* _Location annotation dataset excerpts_
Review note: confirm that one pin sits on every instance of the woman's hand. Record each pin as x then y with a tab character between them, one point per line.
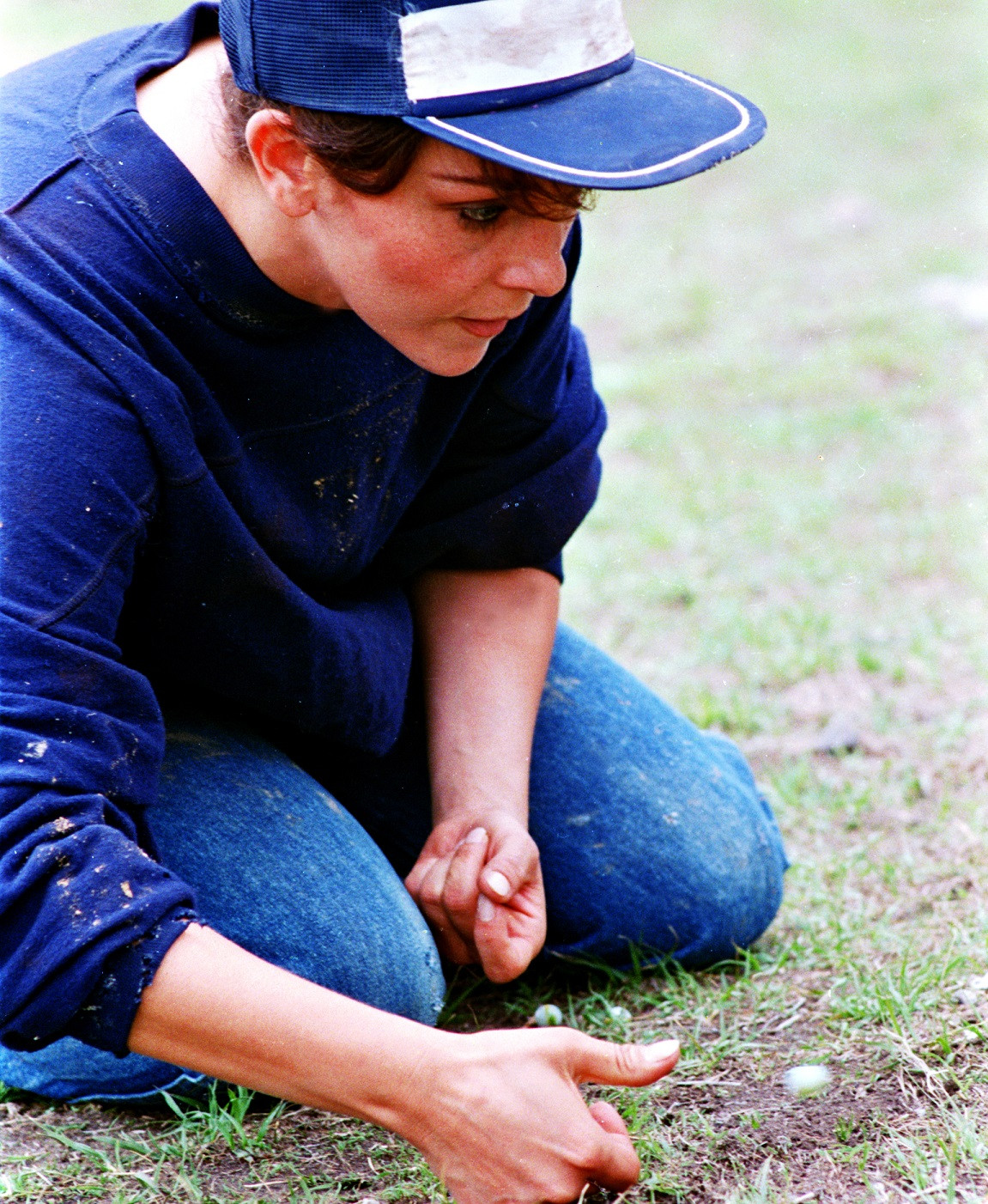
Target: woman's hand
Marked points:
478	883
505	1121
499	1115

* _SHORT PROBLEM_
Copy the listing above line for line, leaving out the pictures.

* _PROBLEM SOLUTION_
Review note: confirm that one pin sits on every instance of the woman's hand. Record each pin as x then y with a tab character between them, one point per line.
Target: woman's hand
Marked points:
478	883
505	1121
499	1115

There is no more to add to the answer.